**Text excerpt**:
▬▬▬

2006-09-11 Thread Philippe C.D. Robert

On 10.09.2006, at 22:43, Helge Hess wrote:

On Sep 10, 2006, at 22:00, Philippe C.D. Robert wrote:
Well, for the advertisement. What would you say, _why_ is GNUstep  
good for that? :-)


Eg Ruby tries to get into that market by allowing the user to  
contruct flashy web 2.0 apps in a few minutes (and they do not  
seem to succeed). Do we have a similiar unique feature which  
could drive enterprise people to try GNUstep?


These people are not exactly waiting for yet another cross- 
platform framework. IMO the only chance for GNUstep to get some  
wider adoption is to focus on the desktop paradigm for X11 based  
Unices. But then again, we had this discussion for a very long  
time...


Hm, the response is slightly out of context, no? :-) Please don't  
turn it into the discussion "we had a for a very long time", we all  
know that :-) The initial point was an agreement that as a desktop  
we have nothing to advertise successfully _right now_ and the  
question what we _could_ advertise w/o disappointing people.

▬▬▬

**Your task**:
Please continue the GNUstep mailing-list exchange above from where it stops.

▬▬▬

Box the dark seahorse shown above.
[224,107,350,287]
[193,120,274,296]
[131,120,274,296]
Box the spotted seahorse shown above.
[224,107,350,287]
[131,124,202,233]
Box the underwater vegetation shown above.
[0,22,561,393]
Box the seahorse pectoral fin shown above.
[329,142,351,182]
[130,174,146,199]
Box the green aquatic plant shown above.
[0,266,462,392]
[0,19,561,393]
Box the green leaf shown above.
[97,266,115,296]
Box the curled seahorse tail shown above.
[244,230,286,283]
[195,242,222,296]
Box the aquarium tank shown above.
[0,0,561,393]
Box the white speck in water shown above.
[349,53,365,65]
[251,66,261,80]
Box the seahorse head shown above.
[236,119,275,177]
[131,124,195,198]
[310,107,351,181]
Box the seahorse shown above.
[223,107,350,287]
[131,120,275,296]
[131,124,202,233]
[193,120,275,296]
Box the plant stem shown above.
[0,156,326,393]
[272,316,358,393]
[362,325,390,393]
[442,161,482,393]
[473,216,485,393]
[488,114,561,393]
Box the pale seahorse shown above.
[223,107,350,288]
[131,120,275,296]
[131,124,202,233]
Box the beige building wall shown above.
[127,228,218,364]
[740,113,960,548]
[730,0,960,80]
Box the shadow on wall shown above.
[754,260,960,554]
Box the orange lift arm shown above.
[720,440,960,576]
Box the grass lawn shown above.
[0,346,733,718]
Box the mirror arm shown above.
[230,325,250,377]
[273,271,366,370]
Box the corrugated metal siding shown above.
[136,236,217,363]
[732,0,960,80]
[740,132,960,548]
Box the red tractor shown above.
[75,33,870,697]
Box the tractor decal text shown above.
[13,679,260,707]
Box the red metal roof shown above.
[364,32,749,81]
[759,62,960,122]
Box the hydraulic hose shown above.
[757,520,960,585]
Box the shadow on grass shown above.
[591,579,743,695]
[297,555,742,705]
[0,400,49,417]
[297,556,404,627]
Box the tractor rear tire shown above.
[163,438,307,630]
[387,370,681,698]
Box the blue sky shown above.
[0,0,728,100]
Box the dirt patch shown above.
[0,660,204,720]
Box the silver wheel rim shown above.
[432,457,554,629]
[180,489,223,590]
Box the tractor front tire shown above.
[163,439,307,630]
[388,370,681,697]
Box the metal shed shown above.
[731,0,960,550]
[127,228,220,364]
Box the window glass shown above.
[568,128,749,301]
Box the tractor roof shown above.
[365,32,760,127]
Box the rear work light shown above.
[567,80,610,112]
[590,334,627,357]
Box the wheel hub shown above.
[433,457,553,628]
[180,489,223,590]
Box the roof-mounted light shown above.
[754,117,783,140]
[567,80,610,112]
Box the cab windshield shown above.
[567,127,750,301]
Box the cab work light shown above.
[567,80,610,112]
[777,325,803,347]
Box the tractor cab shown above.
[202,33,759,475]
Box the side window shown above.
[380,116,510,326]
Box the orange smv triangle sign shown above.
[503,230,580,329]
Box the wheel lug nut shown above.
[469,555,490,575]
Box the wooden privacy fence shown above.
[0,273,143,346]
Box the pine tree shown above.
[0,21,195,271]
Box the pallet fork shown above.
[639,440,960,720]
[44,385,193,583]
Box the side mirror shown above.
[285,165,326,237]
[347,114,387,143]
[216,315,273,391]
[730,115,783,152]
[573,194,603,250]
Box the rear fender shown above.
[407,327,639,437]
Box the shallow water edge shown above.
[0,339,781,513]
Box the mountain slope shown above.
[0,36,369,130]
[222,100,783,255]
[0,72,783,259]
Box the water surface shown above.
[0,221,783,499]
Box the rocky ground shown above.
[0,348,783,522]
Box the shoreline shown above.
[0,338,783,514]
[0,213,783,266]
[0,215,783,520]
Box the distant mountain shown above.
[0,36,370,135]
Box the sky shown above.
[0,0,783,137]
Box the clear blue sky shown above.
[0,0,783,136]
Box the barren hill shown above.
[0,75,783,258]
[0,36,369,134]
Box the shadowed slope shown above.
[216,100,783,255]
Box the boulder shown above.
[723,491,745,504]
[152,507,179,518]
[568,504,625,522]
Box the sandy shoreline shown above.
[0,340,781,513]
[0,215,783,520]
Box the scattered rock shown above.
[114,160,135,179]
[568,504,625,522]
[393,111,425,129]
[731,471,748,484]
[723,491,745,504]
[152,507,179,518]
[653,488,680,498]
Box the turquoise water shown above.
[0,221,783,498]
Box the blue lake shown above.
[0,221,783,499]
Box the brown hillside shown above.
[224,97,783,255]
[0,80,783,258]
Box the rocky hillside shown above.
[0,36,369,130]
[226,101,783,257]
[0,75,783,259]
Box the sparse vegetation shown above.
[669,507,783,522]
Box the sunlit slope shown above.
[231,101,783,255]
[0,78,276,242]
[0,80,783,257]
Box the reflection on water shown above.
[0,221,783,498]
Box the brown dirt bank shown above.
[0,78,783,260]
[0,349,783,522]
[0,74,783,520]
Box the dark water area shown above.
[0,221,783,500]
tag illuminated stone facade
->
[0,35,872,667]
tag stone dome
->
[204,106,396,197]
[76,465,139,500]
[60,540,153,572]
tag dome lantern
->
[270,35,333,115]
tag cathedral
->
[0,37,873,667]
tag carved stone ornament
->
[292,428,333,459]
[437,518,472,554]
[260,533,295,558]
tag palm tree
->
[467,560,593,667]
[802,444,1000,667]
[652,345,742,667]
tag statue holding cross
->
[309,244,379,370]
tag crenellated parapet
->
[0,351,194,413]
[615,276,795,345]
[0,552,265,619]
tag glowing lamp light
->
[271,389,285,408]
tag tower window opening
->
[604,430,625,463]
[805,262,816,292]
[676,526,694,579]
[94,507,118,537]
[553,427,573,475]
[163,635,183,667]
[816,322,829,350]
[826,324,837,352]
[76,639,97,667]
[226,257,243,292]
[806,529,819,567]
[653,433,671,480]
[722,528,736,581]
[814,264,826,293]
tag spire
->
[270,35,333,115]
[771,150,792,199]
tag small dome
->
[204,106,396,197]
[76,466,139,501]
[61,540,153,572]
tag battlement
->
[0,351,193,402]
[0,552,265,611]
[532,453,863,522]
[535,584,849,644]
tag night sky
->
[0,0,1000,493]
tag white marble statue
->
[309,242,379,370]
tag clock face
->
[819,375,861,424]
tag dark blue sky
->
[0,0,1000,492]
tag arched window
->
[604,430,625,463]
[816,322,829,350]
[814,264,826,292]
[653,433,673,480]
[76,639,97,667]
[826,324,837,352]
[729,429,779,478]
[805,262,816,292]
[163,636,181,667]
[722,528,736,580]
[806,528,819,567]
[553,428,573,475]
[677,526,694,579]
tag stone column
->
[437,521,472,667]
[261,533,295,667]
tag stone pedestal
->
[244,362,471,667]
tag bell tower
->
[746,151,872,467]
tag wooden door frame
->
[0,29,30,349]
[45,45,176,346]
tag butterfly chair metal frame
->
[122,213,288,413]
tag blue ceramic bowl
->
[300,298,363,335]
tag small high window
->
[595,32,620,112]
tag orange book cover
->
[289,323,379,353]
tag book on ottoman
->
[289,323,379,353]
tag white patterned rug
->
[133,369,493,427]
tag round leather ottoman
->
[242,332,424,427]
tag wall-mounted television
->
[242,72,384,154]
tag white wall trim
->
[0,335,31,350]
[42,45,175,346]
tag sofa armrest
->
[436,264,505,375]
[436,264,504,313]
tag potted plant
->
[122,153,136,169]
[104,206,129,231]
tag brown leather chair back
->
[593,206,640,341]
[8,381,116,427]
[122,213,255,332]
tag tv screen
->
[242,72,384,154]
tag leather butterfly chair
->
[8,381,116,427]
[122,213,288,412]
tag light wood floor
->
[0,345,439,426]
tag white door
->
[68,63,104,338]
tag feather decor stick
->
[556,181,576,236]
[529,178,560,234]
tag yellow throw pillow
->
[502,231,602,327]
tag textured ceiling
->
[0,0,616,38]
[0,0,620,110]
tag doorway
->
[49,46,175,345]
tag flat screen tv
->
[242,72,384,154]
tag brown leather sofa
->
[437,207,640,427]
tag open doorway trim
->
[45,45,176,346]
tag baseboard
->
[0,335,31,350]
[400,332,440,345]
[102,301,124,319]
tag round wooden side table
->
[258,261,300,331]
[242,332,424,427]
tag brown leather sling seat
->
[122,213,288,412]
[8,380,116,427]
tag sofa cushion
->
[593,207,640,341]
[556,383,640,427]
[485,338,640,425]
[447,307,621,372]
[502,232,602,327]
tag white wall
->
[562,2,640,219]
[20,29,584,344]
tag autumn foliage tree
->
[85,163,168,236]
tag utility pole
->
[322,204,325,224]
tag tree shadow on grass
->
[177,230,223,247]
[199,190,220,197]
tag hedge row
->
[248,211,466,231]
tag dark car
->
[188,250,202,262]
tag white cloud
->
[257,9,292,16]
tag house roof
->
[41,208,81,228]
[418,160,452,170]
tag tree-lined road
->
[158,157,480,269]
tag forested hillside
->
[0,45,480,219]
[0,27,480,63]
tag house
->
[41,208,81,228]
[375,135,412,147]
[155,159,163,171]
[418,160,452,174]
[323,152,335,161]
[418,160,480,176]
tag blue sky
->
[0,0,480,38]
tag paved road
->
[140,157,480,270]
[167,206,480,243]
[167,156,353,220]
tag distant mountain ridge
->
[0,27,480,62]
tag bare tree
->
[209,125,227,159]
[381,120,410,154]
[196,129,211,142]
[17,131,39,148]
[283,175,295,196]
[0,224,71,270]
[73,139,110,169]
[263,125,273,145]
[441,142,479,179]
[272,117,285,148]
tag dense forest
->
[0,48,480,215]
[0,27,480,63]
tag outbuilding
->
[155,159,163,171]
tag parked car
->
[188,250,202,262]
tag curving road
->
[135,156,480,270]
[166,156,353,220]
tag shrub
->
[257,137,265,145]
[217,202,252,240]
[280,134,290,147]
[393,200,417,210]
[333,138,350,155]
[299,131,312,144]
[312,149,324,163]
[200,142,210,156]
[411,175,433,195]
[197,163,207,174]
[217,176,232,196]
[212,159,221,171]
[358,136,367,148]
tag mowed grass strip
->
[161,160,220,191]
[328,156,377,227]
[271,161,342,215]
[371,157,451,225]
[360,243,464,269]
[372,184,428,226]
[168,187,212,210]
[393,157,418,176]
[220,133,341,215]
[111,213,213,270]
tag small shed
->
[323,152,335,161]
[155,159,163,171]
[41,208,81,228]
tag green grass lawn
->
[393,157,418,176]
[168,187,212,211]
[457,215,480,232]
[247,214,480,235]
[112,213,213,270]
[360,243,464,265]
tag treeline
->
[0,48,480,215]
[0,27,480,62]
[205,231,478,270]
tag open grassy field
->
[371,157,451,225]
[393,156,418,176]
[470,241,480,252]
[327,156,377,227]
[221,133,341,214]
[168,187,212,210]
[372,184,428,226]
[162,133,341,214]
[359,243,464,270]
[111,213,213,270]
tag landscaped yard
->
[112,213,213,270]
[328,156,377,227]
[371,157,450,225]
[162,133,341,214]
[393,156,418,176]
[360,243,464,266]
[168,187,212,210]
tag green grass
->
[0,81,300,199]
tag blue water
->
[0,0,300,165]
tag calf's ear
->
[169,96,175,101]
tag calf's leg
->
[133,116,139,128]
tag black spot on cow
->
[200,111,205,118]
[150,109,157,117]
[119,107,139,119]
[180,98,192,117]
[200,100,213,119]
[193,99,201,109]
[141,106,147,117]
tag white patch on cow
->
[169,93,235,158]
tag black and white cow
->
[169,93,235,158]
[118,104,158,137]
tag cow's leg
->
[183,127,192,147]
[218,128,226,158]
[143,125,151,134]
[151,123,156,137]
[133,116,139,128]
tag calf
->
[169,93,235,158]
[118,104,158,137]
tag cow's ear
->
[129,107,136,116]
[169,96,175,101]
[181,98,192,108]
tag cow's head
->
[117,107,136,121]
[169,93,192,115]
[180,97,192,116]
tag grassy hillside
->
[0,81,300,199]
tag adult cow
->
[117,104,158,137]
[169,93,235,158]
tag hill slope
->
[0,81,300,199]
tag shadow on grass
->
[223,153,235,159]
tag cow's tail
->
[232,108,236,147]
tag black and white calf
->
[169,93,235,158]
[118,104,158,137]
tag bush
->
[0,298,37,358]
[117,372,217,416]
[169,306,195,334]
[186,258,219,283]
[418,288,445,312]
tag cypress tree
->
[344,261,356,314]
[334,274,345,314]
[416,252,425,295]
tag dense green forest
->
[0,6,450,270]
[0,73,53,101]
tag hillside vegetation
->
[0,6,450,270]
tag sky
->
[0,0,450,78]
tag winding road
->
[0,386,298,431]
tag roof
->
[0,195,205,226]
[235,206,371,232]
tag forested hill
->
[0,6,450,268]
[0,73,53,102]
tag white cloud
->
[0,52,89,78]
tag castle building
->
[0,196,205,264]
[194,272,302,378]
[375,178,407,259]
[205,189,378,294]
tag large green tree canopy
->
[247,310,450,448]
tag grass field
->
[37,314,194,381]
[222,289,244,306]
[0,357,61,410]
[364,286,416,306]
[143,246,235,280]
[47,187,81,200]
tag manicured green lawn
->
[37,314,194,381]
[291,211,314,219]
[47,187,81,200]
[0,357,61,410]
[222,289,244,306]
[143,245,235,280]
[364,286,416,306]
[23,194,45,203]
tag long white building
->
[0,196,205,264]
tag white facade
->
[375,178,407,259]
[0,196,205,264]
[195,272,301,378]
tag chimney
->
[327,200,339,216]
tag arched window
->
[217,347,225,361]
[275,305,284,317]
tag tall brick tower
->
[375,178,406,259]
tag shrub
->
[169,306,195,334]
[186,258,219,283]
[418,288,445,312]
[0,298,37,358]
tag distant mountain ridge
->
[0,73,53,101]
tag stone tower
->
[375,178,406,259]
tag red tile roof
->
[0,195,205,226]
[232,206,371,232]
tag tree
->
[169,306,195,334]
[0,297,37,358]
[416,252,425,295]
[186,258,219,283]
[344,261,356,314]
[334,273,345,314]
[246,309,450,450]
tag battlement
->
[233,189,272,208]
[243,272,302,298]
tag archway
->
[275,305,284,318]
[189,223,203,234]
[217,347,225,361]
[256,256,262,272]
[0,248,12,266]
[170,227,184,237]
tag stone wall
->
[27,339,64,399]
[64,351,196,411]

▬▬▬

**Task answer**:
Well, maybe was the phrasing slightly suboptimal, but not the message  
behind it ... ;-) Besides, we don't have a desktop (yet) and never  
will because some project members don't want GNUstep to become a  
desktop in the first place. This is legitimate, but I am convinced  
this has negative impacts on the "progress" of the entire project.


Nicola correctly said that the best thing about GNUstep is the  
Foundation library. Though I have a few issues (eg bad out-of-the- 
box FHS support) it can certainly be considered finished.

Now the question is whether we can somehow advertise this fact?


So the question is whether gstep-base could be interesting for  
people and why. Can we put that into an ad which triggers someone?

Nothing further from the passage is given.